> [Directions]: Look through the data below and, wherever a line carries the word "positive", please copy that line.

Stored records:
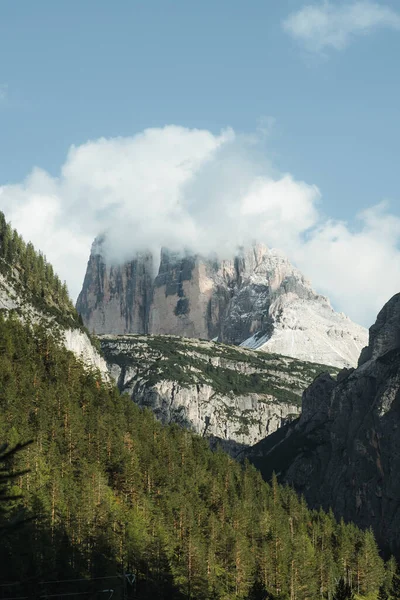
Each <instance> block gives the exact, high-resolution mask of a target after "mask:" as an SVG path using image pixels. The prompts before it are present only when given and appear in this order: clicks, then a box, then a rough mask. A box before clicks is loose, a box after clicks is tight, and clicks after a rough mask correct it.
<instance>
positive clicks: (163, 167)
mask: <svg viewBox="0 0 400 600" xmlns="http://www.w3.org/2000/svg"><path fill="white" fill-rule="evenodd" d="M255 139H256V136H246V137H242V136H240V135H236V134H235V133H234V132H233V131H232V130H226V131H223V132H222V133H221V134H220V135H214V134H212V133H211V132H209V131H201V130H189V129H185V128H182V127H176V126H168V127H164V128H162V129H148V130H146V131H144V132H143V133H141V134H139V135H136V136H134V137H129V138H114V139H99V140H96V141H90V142H88V143H86V144H84V145H82V146H78V147H72V148H71V149H70V151H69V153H68V155H67V158H66V161H65V163H64V165H63V167H62V170H61V174H60V176H59V177H58V178H54V177H51V176H50V175H49V174H48V173H46V172H45V171H43V170H41V169H37V168H36V169H34V170H33V171H32V172H31V174H30V175H29V176H28V177H27V178H26V180H25V181H24V182H22V183H20V184H16V185H7V186H2V187H1V186H0V209H1V210H3V211H4V212H5V214H6V217H7V219H9V220H11V222H12V224H13V225H14V227H16V228H17V229H18V230H19V231H20V232H21V233H22V235H23V236H24V238H25V239H26V240H28V239H30V240H31V241H32V242H33V243H34V244H35V246H36V247H37V248H40V249H42V250H43V251H44V252H45V254H46V255H47V257H48V259H49V260H50V261H51V262H52V263H53V264H54V266H55V268H56V270H57V272H58V273H59V275H60V277H61V278H62V279H66V280H67V282H68V285H69V287H70V290H71V293H72V295H73V296H74V297H76V295H77V294H78V292H79V290H80V287H81V284H82V280H83V276H84V272H85V268H86V263H87V259H88V256H89V252H90V246H91V243H92V241H93V239H94V237H95V236H96V235H97V234H99V233H100V232H102V231H104V230H108V232H109V240H110V241H109V253H110V256H111V257H112V259H113V260H115V261H118V260H125V259H127V258H129V257H130V256H132V253H133V252H134V251H136V250H140V249H151V250H153V251H158V250H159V248H160V246H167V247H170V248H173V249H180V248H185V247H186V248H190V249H193V250H194V251H199V252H201V253H207V252H210V251H217V252H218V253H219V254H220V256H221V257H228V256H229V255H231V254H232V253H233V252H234V251H235V249H236V248H237V246H238V245H239V244H248V243H251V242H252V241H253V240H260V241H263V242H264V243H266V244H267V245H269V246H270V247H277V248H280V249H281V250H283V251H284V252H285V253H286V254H287V255H288V256H289V258H290V259H291V260H292V261H293V262H294V263H295V264H296V265H297V266H299V267H300V268H301V269H302V270H303V272H304V273H305V275H307V276H308V277H310V278H311V281H312V282H313V285H314V286H315V288H316V289H317V290H318V291H319V292H321V293H324V294H327V295H328V296H329V297H330V298H331V299H332V301H333V303H334V306H335V308H337V309H338V310H343V311H344V312H345V313H346V314H348V315H349V316H350V317H351V318H352V319H354V320H356V321H359V322H361V323H363V324H366V325H369V324H370V323H371V322H372V321H373V320H374V319H375V316H376V313H377V311H378V310H379V309H380V308H381V306H382V305H383V303H384V302H385V301H386V300H388V299H389V297H390V296H391V295H393V294H394V293H396V292H398V291H399V290H400V250H399V243H400V219H399V218H398V217H396V216H394V215H391V214H390V211H389V207H388V206H387V205H385V204H379V205H377V206H376V207H372V208H370V209H367V210H365V211H364V212H363V213H362V214H360V215H359V216H358V225H357V230H356V231H353V230H352V229H350V227H349V226H348V225H347V224H346V223H343V222H333V221H329V220H326V219H324V218H323V217H322V213H321V212H320V210H319V205H320V203H321V194H320V191H319V190H318V188H317V187H316V186H314V185H309V184H307V183H304V182H302V181H297V180H295V179H294V178H293V177H292V176H291V175H290V174H281V173H277V172H276V171H274V169H273V168H272V166H271V164H270V163H269V161H268V160H267V159H266V158H265V157H263V156H262V152H261V149H260V148H258V147H257V144H256V143H255Z"/></svg>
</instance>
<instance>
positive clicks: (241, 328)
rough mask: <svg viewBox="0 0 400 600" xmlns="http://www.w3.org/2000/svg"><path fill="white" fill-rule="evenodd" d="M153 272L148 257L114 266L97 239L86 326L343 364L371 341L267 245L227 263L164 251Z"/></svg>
mask: <svg viewBox="0 0 400 600" xmlns="http://www.w3.org/2000/svg"><path fill="white" fill-rule="evenodd" d="M154 267H155V261H154V260H153V259H152V257H151V255H150V254H143V253H142V254H138V255H137V256H136V257H135V258H134V259H133V260H132V261H130V262H127V263H125V264H124V265H119V266H116V265H113V264H109V263H108V262H107V260H106V259H105V257H104V255H103V243H102V240H97V241H96V242H95V243H94V245H93V248H92V253H91V256H90V259H89V263H88V268H87V272H86V276H85V280H84V284H83V288H82V292H81V294H80V295H79V298H78V301H77V309H78V311H79V313H80V314H81V315H82V318H83V321H84V323H85V325H86V326H87V327H88V329H89V330H90V331H95V332H96V333H98V334H103V333H112V334H124V333H150V334H154V335H159V334H172V335H180V336H184V337H193V338H201V339H208V340H212V339H217V340H219V341H222V342H225V343H230V344H236V345H239V344H242V345H243V346H246V347H249V348H252V349H259V350H262V351H266V352H276V353H279V354H284V355H288V356H292V357H295V358H300V359H301V360H311V361H315V362H318V363H324V364H330V365H335V366H338V367H344V366H355V365H356V363H357V360H358V357H359V354H360V351H361V349H362V347H363V346H365V344H366V342H367V332H366V330H365V329H364V328H362V327H360V326H358V325H356V324H354V323H352V322H351V321H350V319H348V318H347V317H345V315H343V314H341V313H336V312H335V311H334V310H333V309H332V307H331V306H330V304H329V301H328V299H327V298H325V297H324V296H320V295H318V294H316V293H315V292H314V290H313V289H312V287H311V285H310V283H309V282H308V281H307V280H306V279H305V278H304V276H303V275H302V274H301V273H300V272H299V271H298V270H297V269H296V268H295V267H293V265H291V264H290V262H289V261H288V260H287V259H286V258H285V257H284V256H283V255H282V254H281V253H280V252H278V251H276V250H269V249H268V248H267V247H266V246H263V245H262V244H257V245H255V246H253V247H252V248H249V249H247V250H243V251H241V252H240V253H239V255H238V256H237V257H236V258H234V259H232V260H224V261H220V260H218V259H216V258H214V259H213V258H204V257H201V256H192V255H189V254H186V255H182V254H179V253H171V252H169V251H168V250H166V249H164V250H162V252H161V260H160V264H159V268H158V272H157V274H156V275H154V274H153V270H154Z"/></svg>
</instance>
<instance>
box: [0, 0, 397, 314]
mask: <svg viewBox="0 0 400 600" xmlns="http://www.w3.org/2000/svg"><path fill="white" fill-rule="evenodd" d="M307 5H309V6H312V7H314V8H315V9H316V10H318V11H325V17H324V18H326V19H329V23H331V24H330V25H329V24H328V25H327V23H325V22H324V23H325V24H323V25H322V30H321V24H320V21H318V19H319V16H318V15H316V14H312V15H310V14H308V16H307V15H306V21H307V27H308V29H307V27H306V29H304V26H303V25H304V23H303V22H302V21H301V18H303V17H302V15H303V16H304V10H305V7H306V6H307ZM355 5H358V9H359V10H360V11H361V12H360V14H361V13H362V15H365V14H367V13H368V14H370V15H372V16H371V17H370V19H371V20H370V21H368V20H367V22H366V23H364V24H363V25H361V26H360V24H359V17H357V15H354V14H352V15H350V14H349V13H348V12H346V11H348V9H353V8H354V6H355ZM377 7H378V8H377ZM380 7H381V8H383V9H384V10H385V11H386V13H385V14H383V13H382V11H381V10H380ZM328 9H329V10H328ZM301 11H303V12H301ZM338 11H339V12H338ZM340 11H341V12H340ZM374 11H375V12H374ZM377 11H378V12H377ZM379 11H380V12H379ZM339 13H340V14H339ZM378 13H379V14H378ZM398 14H399V15H400V7H399V5H398V2H396V1H390V0H387V1H385V2H379V3H375V2H353V1H351V0H349V1H348V2H341V1H337V2H336V1H335V0H332V2H330V3H326V2H323V1H321V2H318V1H315V2H312V1H311V0H308V2H303V1H301V0H287V1H285V0H279V2H278V1H276V0H249V1H247V2H244V1H243V0H218V1H217V2H216V1H215V0H213V1H211V0H203V1H202V2H191V1H188V0H185V1H183V0H175V1H169V0H146V1H145V2H144V1H142V2H139V1H136V0H130V1H128V0H126V1H125V0H116V1H115V2H112V3H111V2H109V1H105V0H85V2H82V1H81V0H68V1H59V2H54V0H36V1H35V2H31V1H30V0H19V1H16V0H2V2H1V3H0V157H1V160H0V186H1V185H3V186H6V187H5V190H7V189H8V188H9V184H17V185H18V184H20V183H21V182H22V181H23V180H24V179H25V178H26V177H27V176H28V174H29V173H30V172H31V170H32V169H33V168H34V167H35V166H36V167H40V168H41V169H43V170H45V171H46V172H47V173H48V174H49V175H50V176H53V177H57V176H58V175H59V173H60V169H61V167H62V165H63V164H64V163H65V161H66V156H67V152H68V149H69V148H70V146H71V145H75V146H80V145H81V144H84V143H86V142H87V141H88V140H96V139H98V138H100V137H105V138H114V137H116V136H123V137H129V136H134V135H135V134H137V133H140V132H141V131H143V130H144V129H147V128H163V127H164V126H165V125H169V124H174V125H177V126H180V127H183V128H189V129H191V128H199V129H204V130H207V131H209V132H211V133H212V134H214V135H215V136H218V135H219V134H220V132H221V130H223V129H226V128H227V127H231V128H233V130H234V131H235V132H236V134H237V135H242V136H243V135H244V134H248V135H254V134H255V133H256V132H257V130H259V129H260V128H261V129H262V128H263V126H264V127H265V124H267V129H268V133H267V135H266V137H265V139H264V140H263V143H262V149H261V150H259V152H264V153H265V155H266V156H268V161H269V163H272V164H273V167H274V169H275V170H276V171H279V172H280V173H290V174H291V176H292V177H293V178H294V179H295V180H297V181H305V182H307V184H309V185H314V186H317V187H318V188H319V190H320V192H321V195H322V196H321V198H322V199H320V200H318V202H317V203H318V206H319V208H318V210H319V214H320V218H322V217H325V218H326V219H340V220H346V221H347V227H348V228H349V230H353V229H354V228H357V227H358V225H357V221H356V219H355V215H356V213H357V212H358V211H360V210H364V209H366V208H368V207H370V206H373V205H376V204H377V203H379V202H380V201H382V200H388V201H389V202H390V208H389V209H388V210H389V212H390V215H391V217H400V187H399V176H398V168H399V166H398V165H399V139H400V69H399V68H398V60H399V56H400V30H399V29H400V27H399V23H398V22H397V20H396V19H397V16H398ZM293 15H294V16H296V15H297V16H296V19H297V21H294V22H293V21H292V22H289V21H288V19H290V17H292V18H294V17H293ZM299 15H300V16H299ZM316 17H318V19H317V20H316V21H315V23H317V24H316V25H315V24H314V25H315V27H314V25H312V26H310V22H311V21H310V19H314V18H316ZM399 18H400V17H399ZM335 19H336V20H335ZM357 19H358V20H357ZM350 21H352V22H350ZM293 23H294V24H293ZM332 23H333V25H332ZM310 27H311V28H310ZM313 27H314V29H313ZM323 27H328V29H327V30H326V31H325V33H324V30H323ZM357 27H358V29H357ZM318 28H319V30H318ZM329 28H331V29H329ZM332 28H333V29H332ZM335 28H336V29H335ZM346 28H347V29H346ZM339 30H340V31H339ZM332 31H333V33H332ZM338 31H339V33H338ZM325 34H326V35H325ZM321 35H322V38H321ZM318 36H319V38H318ZM329 36H331V37H329ZM321 39H322V40H323V41H322V42H321ZM329 40H330V41H329ZM5 194H6V191H4V192H3V197H5ZM15 203H16V200H14V205H16V204H15ZM9 204H10V202H8V205H7V202H4V207H6V206H9ZM0 208H3V206H2V204H1V201H0ZM3 209H4V208H3ZM14 221H15V222H18V219H14ZM397 226H398V222H397V221H396V220H395V221H393V225H392V227H394V228H395V229H396V228H397ZM24 233H25V232H24ZM25 235H27V236H29V231H27V232H26V233H25ZM31 237H34V235H33V234H32V236H31ZM398 241H399V240H398V239H396V240H395V243H394V244H393V245H394V246H397V247H398ZM46 252H47V254H48V255H50V259H51V258H52V252H51V250H50V251H49V248H46ZM56 262H57V261H56ZM60 265H61V270H62V268H63V265H62V263H61V262H60ZM56 266H57V265H56ZM309 272H311V273H312V269H311V270H310V269H309ZM396 276H397V271H396ZM79 277H81V273H80V274H79ZM317 283H318V281H317ZM398 284H399V285H398V287H400V279H399V280H398ZM320 285H321V287H322V288H323V289H324V290H325V289H326V285H325V284H324V283H322V280H321V284H320ZM396 285H397V283H396ZM328 291H330V290H328ZM380 300H381V299H380V298H379V301H380ZM376 302H378V300H377V301H376ZM371 314H372V313H371Z"/></svg>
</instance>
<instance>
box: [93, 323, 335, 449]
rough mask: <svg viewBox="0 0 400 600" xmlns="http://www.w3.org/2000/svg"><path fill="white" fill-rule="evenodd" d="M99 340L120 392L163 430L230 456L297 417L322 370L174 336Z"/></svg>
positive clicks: (296, 360)
mask: <svg viewBox="0 0 400 600" xmlns="http://www.w3.org/2000/svg"><path fill="white" fill-rule="evenodd" d="M99 339H100V343H101V347H102V350H103V353H104V356H105V357H106V360H107V364H108V367H109V370H110V373H111V376H112V378H113V379H114V380H115V381H116V382H117V384H118V387H119V389H120V390H121V392H127V393H128V394H129V395H130V396H131V397H132V399H133V400H134V401H135V402H137V403H138V404H139V405H140V406H146V407H148V408H151V410H152V411H153V412H154V413H155V415H156V416H157V418H158V419H160V420H161V421H162V422H163V423H171V422H174V423H177V424H179V425H181V426H183V427H187V428H190V429H192V430H193V431H195V432H196V433H198V434H200V435H204V436H207V437H211V438H212V439H218V440H220V441H222V442H223V445H224V447H225V448H226V449H227V450H229V451H231V452H232V454H236V453H237V452H238V451H239V450H240V449H241V448H242V447H243V446H248V445H251V444H254V443H256V442H258V441H259V440H261V439H262V438H264V437H265V436H266V435H269V434H270V433H272V432H273V431H275V430H276V429H278V428H279V427H281V426H282V425H284V424H285V423H287V422H289V421H290V420H292V419H293V418H295V417H296V416H297V415H298V414H299V408H300V398H301V393H302V391H303V390H304V389H305V388H306V387H307V386H308V385H309V383H310V382H311V381H312V380H313V379H314V377H315V376H316V375H317V374H318V373H319V372H321V371H322V370H324V369H326V367H324V366H323V365H316V364H312V363H304V362H300V361H297V360H295V359H291V358H287V357H278V356H274V355H271V354H259V353H256V352H253V351H249V350H244V349H241V348H234V347H232V346H228V345H225V344H218V343H214V342H207V341H200V340H190V339H183V338H179V337H173V336H139V335H121V336H104V335H103V336H100V337H99ZM331 372H332V374H335V373H336V372H337V370H336V369H331Z"/></svg>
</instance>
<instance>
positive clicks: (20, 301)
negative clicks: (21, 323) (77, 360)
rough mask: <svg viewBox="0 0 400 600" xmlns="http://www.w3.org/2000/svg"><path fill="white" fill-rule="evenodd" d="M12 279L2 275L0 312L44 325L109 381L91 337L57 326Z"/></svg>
mask: <svg viewBox="0 0 400 600" xmlns="http://www.w3.org/2000/svg"><path fill="white" fill-rule="evenodd" d="M13 283H14V282H13V280H12V278H11V277H5V276H4V275H3V274H1V273H0V310H1V311H2V312H3V313H5V314H10V312H13V313H14V314H16V315H17V316H18V318H20V319H21V320H22V321H25V322H29V323H43V324H44V325H45V326H46V327H47V328H49V329H50V330H53V331H54V333H55V335H57V337H59V339H60V340H61V342H62V343H63V344H64V346H65V347H66V349H67V350H70V351H71V352H73V353H74V354H75V356H76V357H77V358H79V359H80V360H81V361H82V362H83V363H84V364H85V365H86V366H88V367H91V368H94V369H98V370H99V371H100V372H101V374H102V376H103V377H104V378H105V379H106V380H108V379H109V375H108V369H107V365H106V362H105V360H104V358H103V357H102V356H101V355H100V354H99V352H98V351H97V350H96V348H95V347H94V346H93V344H92V342H91V341H90V339H89V336H88V335H87V334H86V333H85V332H84V331H82V330H80V329H78V328H65V327H61V326H59V325H58V324H57V322H56V321H55V319H54V318H53V317H50V316H48V315H47V314H44V313H42V312H40V311H39V310H38V309H37V308H35V307H34V306H33V305H32V304H30V303H29V302H27V300H26V298H23V297H22V295H21V291H20V290H18V286H15V285H13Z"/></svg>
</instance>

> [Your response]:
positive clicks: (163, 167)
positive clicks: (241, 328)
positive clicks: (296, 360)
positive clicks: (20, 301)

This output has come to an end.